Request -
Extract every line below that contains the word "panel", copying each one in full.

[Object location annotation data]

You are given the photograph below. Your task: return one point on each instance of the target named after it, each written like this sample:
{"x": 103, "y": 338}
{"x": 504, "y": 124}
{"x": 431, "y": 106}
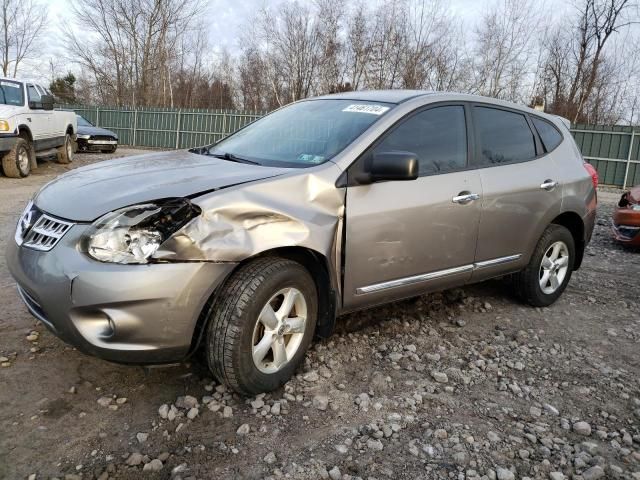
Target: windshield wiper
{"x": 233, "y": 158}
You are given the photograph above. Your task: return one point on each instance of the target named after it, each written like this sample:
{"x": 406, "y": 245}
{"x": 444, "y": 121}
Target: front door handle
{"x": 465, "y": 197}
{"x": 548, "y": 185}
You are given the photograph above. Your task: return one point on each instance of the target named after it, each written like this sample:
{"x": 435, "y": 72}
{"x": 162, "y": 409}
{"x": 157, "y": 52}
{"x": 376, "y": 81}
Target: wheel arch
{"x": 318, "y": 267}
{"x": 24, "y": 129}
{"x": 574, "y": 223}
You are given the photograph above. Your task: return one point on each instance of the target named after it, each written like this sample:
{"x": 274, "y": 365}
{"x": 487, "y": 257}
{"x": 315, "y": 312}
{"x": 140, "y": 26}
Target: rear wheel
{"x": 65, "y": 152}
{"x": 549, "y": 270}
{"x": 16, "y": 163}
{"x": 261, "y": 325}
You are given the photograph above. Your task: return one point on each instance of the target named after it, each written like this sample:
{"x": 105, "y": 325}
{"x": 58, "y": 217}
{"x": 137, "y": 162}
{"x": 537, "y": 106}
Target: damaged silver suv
{"x": 252, "y": 246}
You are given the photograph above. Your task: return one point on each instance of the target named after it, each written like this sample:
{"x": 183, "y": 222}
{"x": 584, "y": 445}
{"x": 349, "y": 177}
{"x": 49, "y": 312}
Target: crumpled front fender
{"x": 302, "y": 209}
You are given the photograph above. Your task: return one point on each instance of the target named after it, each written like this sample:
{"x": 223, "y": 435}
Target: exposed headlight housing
{"x": 133, "y": 234}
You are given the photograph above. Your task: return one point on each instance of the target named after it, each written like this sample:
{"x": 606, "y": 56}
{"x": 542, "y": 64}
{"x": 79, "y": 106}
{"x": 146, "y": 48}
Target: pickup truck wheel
{"x": 16, "y": 163}
{"x": 549, "y": 270}
{"x": 65, "y": 152}
{"x": 261, "y": 325}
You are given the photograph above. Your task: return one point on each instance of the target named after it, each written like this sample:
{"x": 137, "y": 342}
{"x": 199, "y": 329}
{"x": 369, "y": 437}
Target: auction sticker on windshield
{"x": 372, "y": 109}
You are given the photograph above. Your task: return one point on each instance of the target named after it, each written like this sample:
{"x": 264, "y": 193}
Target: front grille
{"x": 40, "y": 231}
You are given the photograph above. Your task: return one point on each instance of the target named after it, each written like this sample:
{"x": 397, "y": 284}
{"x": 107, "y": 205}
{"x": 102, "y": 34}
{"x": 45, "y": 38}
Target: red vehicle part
{"x": 626, "y": 218}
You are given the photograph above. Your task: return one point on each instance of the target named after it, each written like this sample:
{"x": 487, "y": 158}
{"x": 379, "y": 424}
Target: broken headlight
{"x": 133, "y": 234}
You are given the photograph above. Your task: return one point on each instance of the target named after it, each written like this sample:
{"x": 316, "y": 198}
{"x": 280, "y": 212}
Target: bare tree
{"x": 358, "y": 46}
{"x": 135, "y": 48}
{"x": 504, "y": 44}
{"x": 580, "y": 73}
{"x": 23, "y": 23}
{"x": 291, "y": 50}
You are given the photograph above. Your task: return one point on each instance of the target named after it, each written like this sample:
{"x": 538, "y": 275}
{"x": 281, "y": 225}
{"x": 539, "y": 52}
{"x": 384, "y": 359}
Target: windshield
{"x": 11, "y": 93}
{"x": 301, "y": 135}
{"x": 83, "y": 122}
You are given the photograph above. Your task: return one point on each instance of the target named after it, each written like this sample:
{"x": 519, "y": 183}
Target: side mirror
{"x": 47, "y": 102}
{"x": 393, "y": 166}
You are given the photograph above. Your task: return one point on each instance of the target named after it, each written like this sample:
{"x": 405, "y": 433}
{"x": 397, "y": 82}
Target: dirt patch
{"x": 467, "y": 383}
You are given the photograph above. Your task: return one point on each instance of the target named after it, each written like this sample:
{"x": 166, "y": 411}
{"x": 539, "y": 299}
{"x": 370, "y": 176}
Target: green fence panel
{"x": 613, "y": 150}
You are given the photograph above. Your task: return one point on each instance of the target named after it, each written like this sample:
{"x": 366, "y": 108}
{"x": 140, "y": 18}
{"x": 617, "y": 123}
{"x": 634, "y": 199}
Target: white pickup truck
{"x": 30, "y": 128}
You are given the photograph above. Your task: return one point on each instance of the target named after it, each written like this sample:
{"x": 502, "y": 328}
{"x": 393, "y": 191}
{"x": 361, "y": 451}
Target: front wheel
{"x": 16, "y": 163}
{"x": 65, "y": 152}
{"x": 542, "y": 282}
{"x": 261, "y": 325}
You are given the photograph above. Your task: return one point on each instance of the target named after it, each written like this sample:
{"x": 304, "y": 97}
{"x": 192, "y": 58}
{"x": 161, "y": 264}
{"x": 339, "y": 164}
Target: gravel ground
{"x": 468, "y": 383}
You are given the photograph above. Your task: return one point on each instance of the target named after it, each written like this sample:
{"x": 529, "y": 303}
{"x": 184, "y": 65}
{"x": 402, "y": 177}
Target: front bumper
{"x": 122, "y": 313}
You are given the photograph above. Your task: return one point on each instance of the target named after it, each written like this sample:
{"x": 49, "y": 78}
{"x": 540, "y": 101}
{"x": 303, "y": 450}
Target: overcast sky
{"x": 227, "y": 19}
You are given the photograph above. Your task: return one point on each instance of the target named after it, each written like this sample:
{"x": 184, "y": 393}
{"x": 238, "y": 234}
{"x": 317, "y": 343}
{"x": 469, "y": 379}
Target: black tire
{"x": 234, "y": 316}
{"x": 527, "y": 282}
{"x": 16, "y": 163}
{"x": 65, "y": 152}
{"x": 110, "y": 150}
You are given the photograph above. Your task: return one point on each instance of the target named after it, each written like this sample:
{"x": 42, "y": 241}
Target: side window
{"x": 549, "y": 134}
{"x": 437, "y": 136}
{"x": 504, "y": 137}
{"x": 33, "y": 94}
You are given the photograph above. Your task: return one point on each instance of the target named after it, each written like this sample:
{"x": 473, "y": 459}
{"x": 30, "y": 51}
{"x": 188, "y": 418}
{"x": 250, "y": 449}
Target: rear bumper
{"x": 625, "y": 226}
{"x": 121, "y": 313}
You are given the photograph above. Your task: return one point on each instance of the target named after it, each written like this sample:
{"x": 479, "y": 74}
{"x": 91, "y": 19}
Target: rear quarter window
{"x": 504, "y": 137}
{"x": 549, "y": 134}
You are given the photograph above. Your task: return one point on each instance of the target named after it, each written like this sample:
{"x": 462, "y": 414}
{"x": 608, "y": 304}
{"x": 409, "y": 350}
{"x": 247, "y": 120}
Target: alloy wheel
{"x": 279, "y": 331}
{"x": 554, "y": 267}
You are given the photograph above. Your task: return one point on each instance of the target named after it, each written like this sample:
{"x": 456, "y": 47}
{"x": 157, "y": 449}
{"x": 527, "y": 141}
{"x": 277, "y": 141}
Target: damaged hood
{"x": 87, "y": 193}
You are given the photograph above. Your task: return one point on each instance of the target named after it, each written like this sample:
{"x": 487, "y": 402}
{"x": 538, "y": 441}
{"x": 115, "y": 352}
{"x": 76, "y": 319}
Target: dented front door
{"x": 406, "y": 238}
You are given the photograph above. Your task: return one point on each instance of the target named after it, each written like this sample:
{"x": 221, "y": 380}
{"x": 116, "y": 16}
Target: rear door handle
{"x": 548, "y": 185}
{"x": 465, "y": 197}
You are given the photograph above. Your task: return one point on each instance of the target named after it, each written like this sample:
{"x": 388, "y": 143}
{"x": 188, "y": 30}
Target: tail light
{"x": 592, "y": 171}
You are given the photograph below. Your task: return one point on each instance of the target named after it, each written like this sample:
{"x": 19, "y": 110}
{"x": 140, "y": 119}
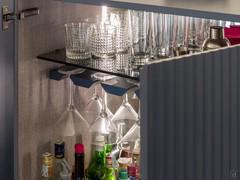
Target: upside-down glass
{"x": 77, "y": 40}
{"x": 124, "y": 117}
{"x": 140, "y": 37}
{"x": 71, "y": 125}
{"x": 103, "y": 124}
{"x": 120, "y": 19}
{"x": 94, "y": 106}
{"x": 103, "y": 40}
{"x": 133, "y": 134}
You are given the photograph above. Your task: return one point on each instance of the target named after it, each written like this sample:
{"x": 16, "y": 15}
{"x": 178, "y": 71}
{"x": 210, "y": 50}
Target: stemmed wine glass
{"x": 124, "y": 117}
{"x": 71, "y": 125}
{"x": 67, "y": 120}
{"x": 103, "y": 124}
{"x": 134, "y": 133}
{"x": 94, "y": 105}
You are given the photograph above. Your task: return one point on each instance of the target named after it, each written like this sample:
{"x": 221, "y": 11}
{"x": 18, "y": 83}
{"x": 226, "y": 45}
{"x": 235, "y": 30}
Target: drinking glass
{"x": 71, "y": 125}
{"x": 103, "y": 40}
{"x": 103, "y": 124}
{"x": 120, "y": 19}
{"x": 122, "y": 61}
{"x": 124, "y": 117}
{"x": 140, "y": 37}
{"x": 194, "y": 31}
{"x": 134, "y": 133}
{"x": 77, "y": 40}
{"x": 94, "y": 106}
{"x": 71, "y": 115}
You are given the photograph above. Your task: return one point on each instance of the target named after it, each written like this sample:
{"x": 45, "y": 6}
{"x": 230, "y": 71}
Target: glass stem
{"x": 126, "y": 98}
{"x": 70, "y": 92}
{"x": 104, "y": 103}
{"x": 139, "y": 111}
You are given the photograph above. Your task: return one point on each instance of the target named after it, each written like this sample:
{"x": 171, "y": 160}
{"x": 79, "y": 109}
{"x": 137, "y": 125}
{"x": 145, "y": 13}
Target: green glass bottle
{"x": 108, "y": 149}
{"x": 123, "y": 175}
{"x": 97, "y": 168}
{"x": 110, "y": 171}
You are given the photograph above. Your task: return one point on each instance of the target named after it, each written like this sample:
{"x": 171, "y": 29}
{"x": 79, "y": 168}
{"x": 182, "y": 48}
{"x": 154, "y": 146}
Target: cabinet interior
{"x": 42, "y": 100}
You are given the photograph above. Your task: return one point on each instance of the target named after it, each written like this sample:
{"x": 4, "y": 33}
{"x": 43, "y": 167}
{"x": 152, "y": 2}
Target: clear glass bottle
{"x": 216, "y": 39}
{"x": 110, "y": 171}
{"x": 79, "y": 162}
{"x": 123, "y": 175}
{"x": 47, "y": 166}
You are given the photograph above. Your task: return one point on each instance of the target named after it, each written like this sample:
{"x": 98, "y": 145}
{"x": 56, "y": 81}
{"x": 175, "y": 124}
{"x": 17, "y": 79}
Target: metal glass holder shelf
{"x": 85, "y": 79}
{"x": 59, "y": 56}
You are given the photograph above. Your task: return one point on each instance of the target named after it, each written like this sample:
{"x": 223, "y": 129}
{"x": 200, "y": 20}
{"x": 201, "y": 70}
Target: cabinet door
{"x": 191, "y": 117}
{"x": 218, "y": 6}
{"x": 7, "y": 95}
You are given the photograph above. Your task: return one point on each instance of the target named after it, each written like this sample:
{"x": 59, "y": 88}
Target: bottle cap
{"x": 132, "y": 170}
{"x": 47, "y": 158}
{"x": 216, "y": 32}
{"x": 123, "y": 174}
{"x": 79, "y": 148}
{"x": 99, "y": 141}
{"x": 123, "y": 162}
{"x": 59, "y": 149}
{"x": 99, "y": 138}
{"x": 109, "y": 160}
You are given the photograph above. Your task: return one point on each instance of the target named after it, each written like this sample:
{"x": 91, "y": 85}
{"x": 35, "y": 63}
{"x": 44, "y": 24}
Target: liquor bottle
{"x": 79, "y": 162}
{"x": 125, "y": 150}
{"x": 136, "y": 157}
{"x": 97, "y": 166}
{"x": 47, "y": 166}
{"x": 132, "y": 172}
{"x": 216, "y": 39}
{"x": 123, "y": 175}
{"x": 123, "y": 163}
{"x": 108, "y": 149}
{"x": 110, "y": 171}
{"x": 62, "y": 170}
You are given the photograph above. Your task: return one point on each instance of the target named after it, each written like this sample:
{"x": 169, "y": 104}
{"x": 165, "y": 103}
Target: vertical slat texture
{"x": 193, "y": 117}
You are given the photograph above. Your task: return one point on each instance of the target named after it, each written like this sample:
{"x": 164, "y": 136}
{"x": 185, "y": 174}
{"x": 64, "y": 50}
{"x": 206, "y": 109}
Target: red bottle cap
{"x": 132, "y": 170}
{"x": 79, "y": 148}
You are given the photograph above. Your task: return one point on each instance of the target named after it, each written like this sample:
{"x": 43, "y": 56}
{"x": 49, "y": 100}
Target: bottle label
{"x": 45, "y": 171}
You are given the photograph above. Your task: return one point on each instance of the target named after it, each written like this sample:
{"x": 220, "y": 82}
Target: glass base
{"x": 103, "y": 77}
{"x": 77, "y": 55}
{"x": 139, "y": 61}
{"x": 70, "y": 70}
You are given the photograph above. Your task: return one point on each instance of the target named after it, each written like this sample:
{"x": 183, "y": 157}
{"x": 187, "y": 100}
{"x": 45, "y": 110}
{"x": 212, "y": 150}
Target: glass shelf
{"x": 59, "y": 56}
{"x": 86, "y": 80}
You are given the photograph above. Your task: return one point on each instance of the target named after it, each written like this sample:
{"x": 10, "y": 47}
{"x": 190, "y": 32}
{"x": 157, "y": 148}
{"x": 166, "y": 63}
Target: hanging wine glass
{"x": 103, "y": 124}
{"x": 134, "y": 133}
{"x": 67, "y": 120}
{"x": 71, "y": 125}
{"x": 124, "y": 117}
{"x": 94, "y": 106}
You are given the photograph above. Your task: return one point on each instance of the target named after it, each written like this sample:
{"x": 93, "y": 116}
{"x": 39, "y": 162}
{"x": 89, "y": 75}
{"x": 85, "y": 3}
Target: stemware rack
{"x": 59, "y": 56}
{"x": 85, "y": 79}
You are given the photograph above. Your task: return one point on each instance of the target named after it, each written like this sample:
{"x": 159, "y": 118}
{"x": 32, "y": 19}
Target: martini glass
{"x": 71, "y": 125}
{"x": 124, "y": 117}
{"x": 133, "y": 134}
{"x": 94, "y": 106}
{"x": 67, "y": 120}
{"x": 103, "y": 124}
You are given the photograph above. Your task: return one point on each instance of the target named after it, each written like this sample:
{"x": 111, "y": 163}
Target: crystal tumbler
{"x": 77, "y": 40}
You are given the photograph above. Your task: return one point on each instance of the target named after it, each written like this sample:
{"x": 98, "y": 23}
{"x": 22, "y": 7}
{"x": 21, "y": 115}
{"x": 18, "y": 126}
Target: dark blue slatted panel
{"x": 191, "y": 107}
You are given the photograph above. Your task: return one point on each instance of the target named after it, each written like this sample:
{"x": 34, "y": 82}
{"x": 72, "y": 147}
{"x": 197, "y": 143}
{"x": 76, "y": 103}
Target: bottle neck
{"x": 216, "y": 32}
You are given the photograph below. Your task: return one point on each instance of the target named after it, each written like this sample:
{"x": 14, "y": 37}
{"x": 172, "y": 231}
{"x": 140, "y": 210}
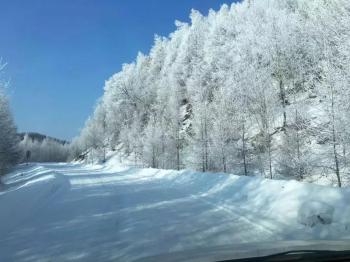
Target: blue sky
{"x": 59, "y": 53}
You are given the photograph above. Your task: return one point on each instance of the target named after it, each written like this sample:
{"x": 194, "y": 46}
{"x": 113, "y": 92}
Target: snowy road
{"x": 70, "y": 212}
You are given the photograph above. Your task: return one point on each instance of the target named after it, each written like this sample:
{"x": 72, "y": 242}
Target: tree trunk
{"x": 336, "y": 161}
{"x": 283, "y": 100}
{"x": 244, "y": 150}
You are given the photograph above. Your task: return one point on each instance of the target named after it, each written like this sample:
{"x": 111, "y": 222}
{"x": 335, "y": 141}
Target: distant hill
{"x": 40, "y": 137}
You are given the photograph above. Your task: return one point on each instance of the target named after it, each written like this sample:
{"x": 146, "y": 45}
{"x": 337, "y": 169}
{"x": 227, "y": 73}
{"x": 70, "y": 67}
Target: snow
{"x": 114, "y": 212}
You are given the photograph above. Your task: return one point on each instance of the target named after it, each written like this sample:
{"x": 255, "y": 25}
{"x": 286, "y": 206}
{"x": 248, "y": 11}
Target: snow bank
{"x": 323, "y": 211}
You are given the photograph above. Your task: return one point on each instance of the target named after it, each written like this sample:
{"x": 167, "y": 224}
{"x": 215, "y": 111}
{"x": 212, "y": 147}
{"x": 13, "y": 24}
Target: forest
{"x": 258, "y": 87}
{"x": 255, "y": 88}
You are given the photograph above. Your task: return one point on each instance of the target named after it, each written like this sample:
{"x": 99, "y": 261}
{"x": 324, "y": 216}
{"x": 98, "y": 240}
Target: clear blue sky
{"x": 60, "y": 52}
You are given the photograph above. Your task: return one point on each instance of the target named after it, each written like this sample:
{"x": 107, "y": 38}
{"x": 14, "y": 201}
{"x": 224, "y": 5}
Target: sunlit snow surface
{"x": 59, "y": 212}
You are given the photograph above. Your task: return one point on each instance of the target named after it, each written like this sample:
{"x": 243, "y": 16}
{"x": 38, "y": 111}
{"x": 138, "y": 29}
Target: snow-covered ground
{"x": 58, "y": 212}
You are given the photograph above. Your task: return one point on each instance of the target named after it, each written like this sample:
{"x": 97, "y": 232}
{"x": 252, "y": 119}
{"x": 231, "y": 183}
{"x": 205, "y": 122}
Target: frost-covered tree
{"x": 9, "y": 153}
{"x": 244, "y": 88}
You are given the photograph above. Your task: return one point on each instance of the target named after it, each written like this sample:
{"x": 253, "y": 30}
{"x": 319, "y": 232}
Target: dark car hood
{"x": 249, "y": 250}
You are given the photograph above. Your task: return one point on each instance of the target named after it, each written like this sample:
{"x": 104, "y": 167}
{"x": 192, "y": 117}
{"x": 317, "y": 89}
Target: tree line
{"x": 260, "y": 86}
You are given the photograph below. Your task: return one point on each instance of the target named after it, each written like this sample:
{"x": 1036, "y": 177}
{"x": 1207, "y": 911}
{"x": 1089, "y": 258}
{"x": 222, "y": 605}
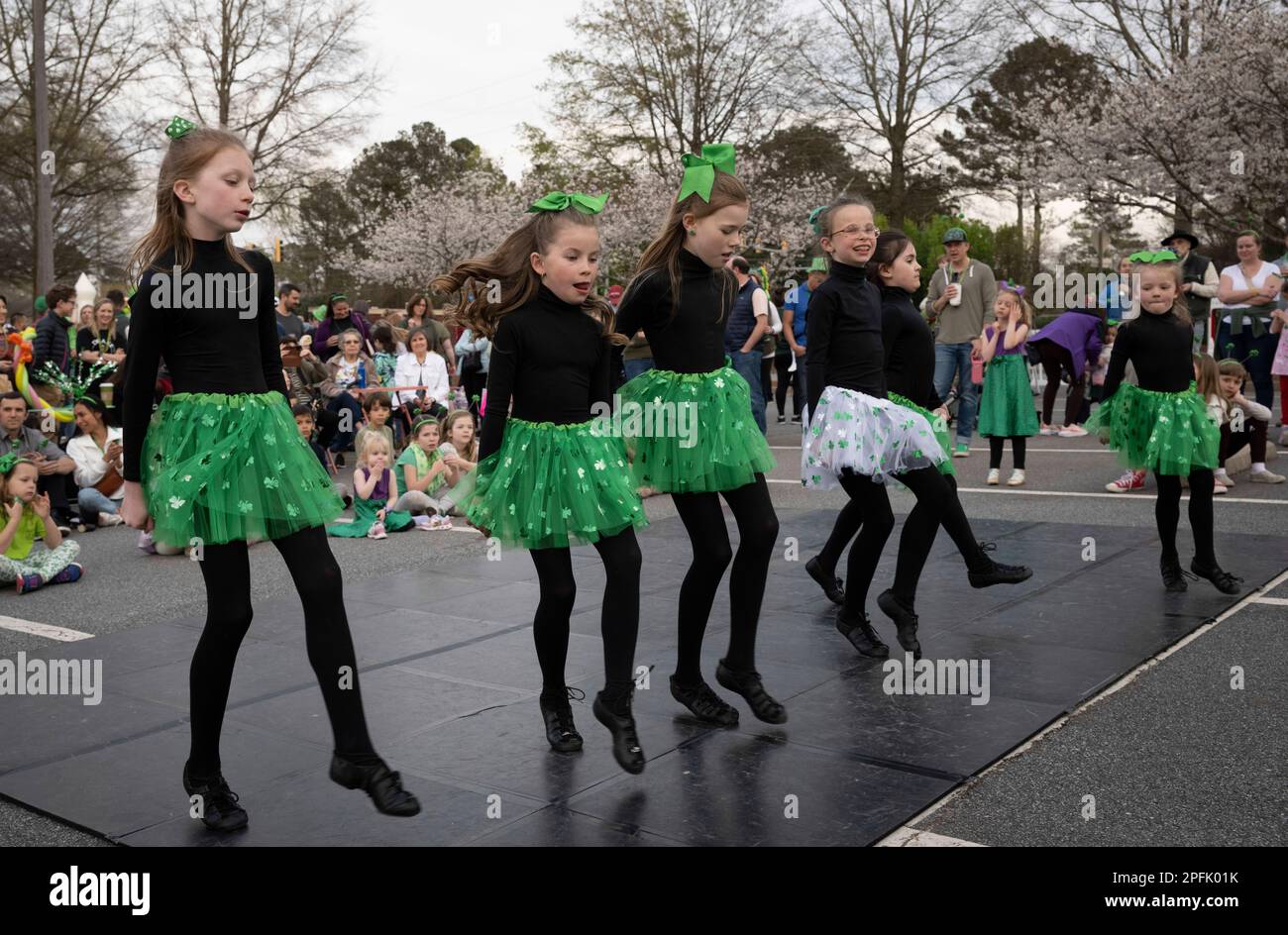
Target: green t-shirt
{"x": 30, "y": 528}
{"x": 420, "y": 464}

Answer to this task -
Target: green fence panel
Target: dark blue slatted panel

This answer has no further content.